(TASKS TO CARRY OUT)
[A] List every person named in the SAMHD1 passage below, with the degrees given for each.
[B] Reproduce, word for word, the stretch of the SAMHD1 passage below that opens with the words "Winship Cancer Institute" and closes with "Reports (open access).".

(EXCERPT)
________________________________________

Standard anticancer treatments, such as chemotherapy, target rapidly dividing cells by damaging their DNA. A newer strategy is to undercut cancer cells’ ability to repair DNA damage.
Winship Cancer Institute investigators led by David Yu, MD, PhD have identified a distinct function in DNA double strand break repair for an enzyme called SAMHD1. Depleting or inhibiting SAMHD1 could augment anticancer treatments that induce DNA double-strand breaks, such as ionizing radiation or PARP inhibitor drugs, they suggest. Ionizing radiation is a mainstay of cancer treatment and PARP inhibitors are being developed for several cancer types.
The findings were published this week in Cell Reports (open access).
SAMHD1 was known for its ability to chop up the building blocks of DNA, and had come to the attention of virologists because it limits the ability of retroviruses such as HIV to infect some cell types. The first author of the paper, postdoc Waaqo Daddacha, PhD, previously studied SAMHD1 with virologist Baek Kim, PhD, professor of pediatrics.

________________________________________

(LISTED ENTRIES)
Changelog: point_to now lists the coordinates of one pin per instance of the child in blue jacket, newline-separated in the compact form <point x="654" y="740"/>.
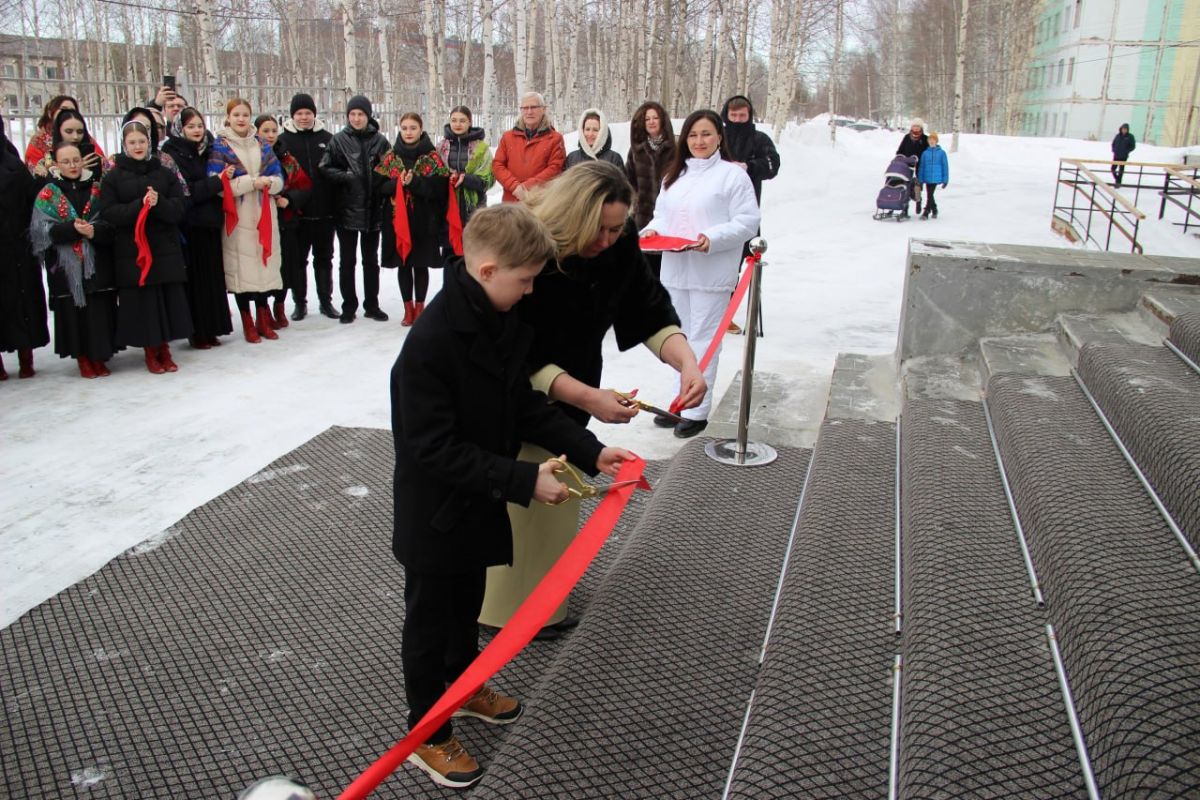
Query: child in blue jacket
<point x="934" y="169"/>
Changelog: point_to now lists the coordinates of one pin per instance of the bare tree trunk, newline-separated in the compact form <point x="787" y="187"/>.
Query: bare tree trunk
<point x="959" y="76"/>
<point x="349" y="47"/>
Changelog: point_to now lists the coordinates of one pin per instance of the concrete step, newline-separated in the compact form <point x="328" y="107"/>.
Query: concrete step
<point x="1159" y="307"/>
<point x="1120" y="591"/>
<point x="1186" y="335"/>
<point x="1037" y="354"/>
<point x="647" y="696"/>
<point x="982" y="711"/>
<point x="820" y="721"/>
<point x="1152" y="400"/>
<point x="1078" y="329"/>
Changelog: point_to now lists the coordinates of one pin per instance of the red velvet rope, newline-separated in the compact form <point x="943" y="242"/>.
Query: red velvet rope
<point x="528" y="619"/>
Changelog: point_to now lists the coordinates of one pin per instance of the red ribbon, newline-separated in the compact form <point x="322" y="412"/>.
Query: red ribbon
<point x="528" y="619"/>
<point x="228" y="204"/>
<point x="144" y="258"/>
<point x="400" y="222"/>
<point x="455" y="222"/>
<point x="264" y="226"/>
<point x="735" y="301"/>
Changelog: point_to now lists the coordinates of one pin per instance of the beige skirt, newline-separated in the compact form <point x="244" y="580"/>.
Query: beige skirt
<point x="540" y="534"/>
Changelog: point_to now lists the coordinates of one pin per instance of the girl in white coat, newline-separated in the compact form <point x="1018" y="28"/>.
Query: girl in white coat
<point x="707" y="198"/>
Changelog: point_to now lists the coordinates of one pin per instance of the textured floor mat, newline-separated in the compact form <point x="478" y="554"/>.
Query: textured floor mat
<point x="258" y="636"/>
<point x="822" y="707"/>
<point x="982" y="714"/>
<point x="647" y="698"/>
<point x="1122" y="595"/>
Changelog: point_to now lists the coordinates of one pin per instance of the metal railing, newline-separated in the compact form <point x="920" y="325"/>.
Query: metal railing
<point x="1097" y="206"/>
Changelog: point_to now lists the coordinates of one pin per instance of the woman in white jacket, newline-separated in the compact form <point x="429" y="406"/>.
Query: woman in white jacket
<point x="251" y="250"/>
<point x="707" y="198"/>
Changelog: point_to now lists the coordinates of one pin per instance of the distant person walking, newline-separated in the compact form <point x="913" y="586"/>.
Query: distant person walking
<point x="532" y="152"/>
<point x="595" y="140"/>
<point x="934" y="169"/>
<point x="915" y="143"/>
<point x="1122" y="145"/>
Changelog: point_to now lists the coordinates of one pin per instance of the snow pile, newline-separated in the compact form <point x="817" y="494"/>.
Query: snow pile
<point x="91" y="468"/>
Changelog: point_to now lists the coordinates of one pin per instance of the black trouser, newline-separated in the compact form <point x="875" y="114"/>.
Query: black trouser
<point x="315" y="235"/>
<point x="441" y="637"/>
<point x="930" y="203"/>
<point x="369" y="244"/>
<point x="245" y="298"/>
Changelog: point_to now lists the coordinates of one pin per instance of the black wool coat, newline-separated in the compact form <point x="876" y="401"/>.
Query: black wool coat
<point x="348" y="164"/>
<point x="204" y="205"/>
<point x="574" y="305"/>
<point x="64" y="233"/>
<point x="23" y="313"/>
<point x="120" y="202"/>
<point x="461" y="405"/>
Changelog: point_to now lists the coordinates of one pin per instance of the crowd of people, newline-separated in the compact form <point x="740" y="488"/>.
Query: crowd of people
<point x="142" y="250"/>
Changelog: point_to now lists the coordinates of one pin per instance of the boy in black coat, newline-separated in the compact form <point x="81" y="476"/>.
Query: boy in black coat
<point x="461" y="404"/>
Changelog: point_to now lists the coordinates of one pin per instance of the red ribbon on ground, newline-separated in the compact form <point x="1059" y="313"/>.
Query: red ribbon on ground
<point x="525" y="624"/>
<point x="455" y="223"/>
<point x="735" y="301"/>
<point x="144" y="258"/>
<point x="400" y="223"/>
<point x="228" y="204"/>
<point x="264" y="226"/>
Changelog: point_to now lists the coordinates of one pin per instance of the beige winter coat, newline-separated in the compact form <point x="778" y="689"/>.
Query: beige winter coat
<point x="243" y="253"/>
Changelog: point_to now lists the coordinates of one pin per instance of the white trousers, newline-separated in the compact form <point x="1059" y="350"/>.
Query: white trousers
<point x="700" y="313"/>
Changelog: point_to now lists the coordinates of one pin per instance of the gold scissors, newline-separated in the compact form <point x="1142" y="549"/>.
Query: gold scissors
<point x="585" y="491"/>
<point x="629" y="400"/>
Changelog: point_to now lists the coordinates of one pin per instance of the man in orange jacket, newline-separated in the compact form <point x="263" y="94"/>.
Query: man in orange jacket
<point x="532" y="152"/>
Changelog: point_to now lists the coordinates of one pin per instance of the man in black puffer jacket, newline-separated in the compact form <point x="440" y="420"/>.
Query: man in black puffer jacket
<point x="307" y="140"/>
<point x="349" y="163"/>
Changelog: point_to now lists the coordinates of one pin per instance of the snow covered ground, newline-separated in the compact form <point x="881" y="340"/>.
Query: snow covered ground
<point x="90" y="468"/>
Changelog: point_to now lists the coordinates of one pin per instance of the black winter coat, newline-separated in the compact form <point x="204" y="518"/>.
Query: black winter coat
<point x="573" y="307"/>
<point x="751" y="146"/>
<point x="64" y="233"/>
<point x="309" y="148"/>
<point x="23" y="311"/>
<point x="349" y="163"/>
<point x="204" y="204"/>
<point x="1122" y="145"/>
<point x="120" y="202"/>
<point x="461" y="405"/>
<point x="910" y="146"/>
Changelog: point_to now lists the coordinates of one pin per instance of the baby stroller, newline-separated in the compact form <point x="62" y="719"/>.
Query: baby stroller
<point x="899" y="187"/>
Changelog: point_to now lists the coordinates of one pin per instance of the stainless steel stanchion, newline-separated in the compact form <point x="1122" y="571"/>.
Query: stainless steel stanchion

________________________________________

(TASK SOLUTIONS)
[A]
David Yu, MD, PhD
Waaqo Daddacha, PhD
Baek Kim, PhD

[B]
Winship Cancer Institute investigators led by David Yu, MD, PhD have identified a distinct function in DNA double strand break repair for an enzyme called SAMHD1. Depleting or inhibiting SAMHD1 could augment anticancer treatments that induce DNA double-strand breaks, such as ionizing radiation or PARP inhibitor drugs, they suggest. Ionizing radiation is a mainstay of cancer treatment and PARP inhibitors are being developed for several cancer types.
The findings were published this week in Cell Reports (open access).